[START OF TASK INPUTS]

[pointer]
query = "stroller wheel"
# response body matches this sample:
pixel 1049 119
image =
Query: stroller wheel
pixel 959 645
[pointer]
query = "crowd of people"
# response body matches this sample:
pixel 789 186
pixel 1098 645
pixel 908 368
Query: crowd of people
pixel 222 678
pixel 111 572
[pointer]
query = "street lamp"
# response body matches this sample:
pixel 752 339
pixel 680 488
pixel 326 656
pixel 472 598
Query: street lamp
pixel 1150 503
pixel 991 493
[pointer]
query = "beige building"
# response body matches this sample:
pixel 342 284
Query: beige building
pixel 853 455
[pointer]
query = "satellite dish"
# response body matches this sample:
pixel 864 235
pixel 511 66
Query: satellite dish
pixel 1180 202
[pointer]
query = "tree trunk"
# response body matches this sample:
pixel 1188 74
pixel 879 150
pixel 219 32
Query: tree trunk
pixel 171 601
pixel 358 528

[END OF TASK INPUTS]

# REQUIREMENTS:
Reproduce, character for character, the stretch from the start of the entries through the line containing "pixel 853 455".

# TASK RESULT:
[pointer]
query = "stroller wheel"
# response body matches this sample:
pixel 1049 119
image =
Query: stroller wheel
pixel 959 645
[pointer]
query = "crowd of people"
# response body matches this sample:
pixel 789 186
pixel 1098 645
pixel 908 368
Query: crowd of people
pixel 222 678
pixel 111 572
[pointer]
query = "street lamp"
# response body matches this sample:
pixel 752 339
pixel 680 488
pixel 326 656
pixel 472 598
Query: street lamp
pixel 1150 503
pixel 991 493
[pointer]
query = "beige building"
# response body matches this sample:
pixel 342 284
Query: beige building
pixel 853 455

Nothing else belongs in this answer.